> STATED GOAL
Change "largest disc" to "largest circle" everywhere it occurs in the records below, and give the records back with nothing else altered. Leave the pictures out of your answer.

##### INFORMATION GIVEN

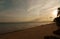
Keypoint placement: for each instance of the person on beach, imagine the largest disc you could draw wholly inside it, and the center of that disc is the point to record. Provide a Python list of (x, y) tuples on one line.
[(57, 21)]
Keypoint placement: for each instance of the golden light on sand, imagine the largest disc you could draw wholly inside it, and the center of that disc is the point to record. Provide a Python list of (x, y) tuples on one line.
[(55, 13)]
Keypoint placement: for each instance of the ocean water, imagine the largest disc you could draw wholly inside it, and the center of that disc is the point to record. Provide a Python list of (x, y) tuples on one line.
[(10, 27)]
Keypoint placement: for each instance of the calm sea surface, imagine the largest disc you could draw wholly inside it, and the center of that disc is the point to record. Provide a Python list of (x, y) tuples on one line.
[(10, 27)]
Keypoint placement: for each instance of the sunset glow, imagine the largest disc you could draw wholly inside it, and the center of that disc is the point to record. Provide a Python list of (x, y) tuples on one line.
[(55, 13)]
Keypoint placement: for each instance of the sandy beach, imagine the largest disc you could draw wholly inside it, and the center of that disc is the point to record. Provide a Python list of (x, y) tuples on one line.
[(32, 33)]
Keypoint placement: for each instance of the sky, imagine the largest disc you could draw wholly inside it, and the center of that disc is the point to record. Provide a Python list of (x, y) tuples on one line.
[(27, 10)]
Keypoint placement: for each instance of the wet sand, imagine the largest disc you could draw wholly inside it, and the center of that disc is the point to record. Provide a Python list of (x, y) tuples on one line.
[(32, 33)]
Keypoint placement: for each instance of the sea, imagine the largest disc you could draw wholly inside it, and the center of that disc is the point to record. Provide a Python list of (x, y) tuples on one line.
[(10, 27)]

##########

> CORRECT ANSWER
Keypoint placement: for each instance of the person on beach, imagine the largest circle you could draw wholly inside it, and the center of that disc is the point to record. Provide a Python list of (x, y) tuples on one line.
[(57, 21)]
Keypoint placement: for each instance of the golden light on sand, imagine the largest circle you could draw wholly inside it, and the center of that disc is the point to record. Provide a Python list of (x, y) tuples on one line.
[(55, 13)]
Keypoint placement: for each instance of the ocean water, imagine the largest circle you could draw wholly inside it, and the center of that disc is the point to record. Provide a Python list of (x, y) tuples on one line.
[(10, 27)]
Keypoint placement: for each instance of the calm sea surface, imagine the largest circle you could draw wholly inside it, and the center of that disc is the point to record. Provide a Python list of (x, y) tuples on one line.
[(10, 27)]
Keypoint placement: for each instance of the sunset glow, imagine the largest circle you could draw wholly inside it, and the center of that disc is the point to record. Provide a Python list of (x, y) tuples on one line.
[(55, 13)]
Keypoint placement: for each instance of the sandy beach, imagine the largest circle you could draw wholly inside it, and the center of that disc is the point to record. Provide a Python list of (x, y) tuples on one line.
[(32, 33)]
Keypoint placement: for each instance of the sky, imagine the largest circle you could draw wholly inside it, and the center of that disc is the point to record. Provide a Python list of (x, y) tuples on one line.
[(27, 10)]
Keypoint placement: for each instance of the wet sand, imagine the largest circle you could draw wholly inside it, and the center of that disc is the point to record. Provide a Python list of (x, y) tuples on one line.
[(32, 33)]
Keypoint placement: for each instance of the sea, imagine the largest circle you could draw wholly inside it, and the center of that disc is the point to record. Provide a Python list of (x, y) tuples on one line.
[(10, 27)]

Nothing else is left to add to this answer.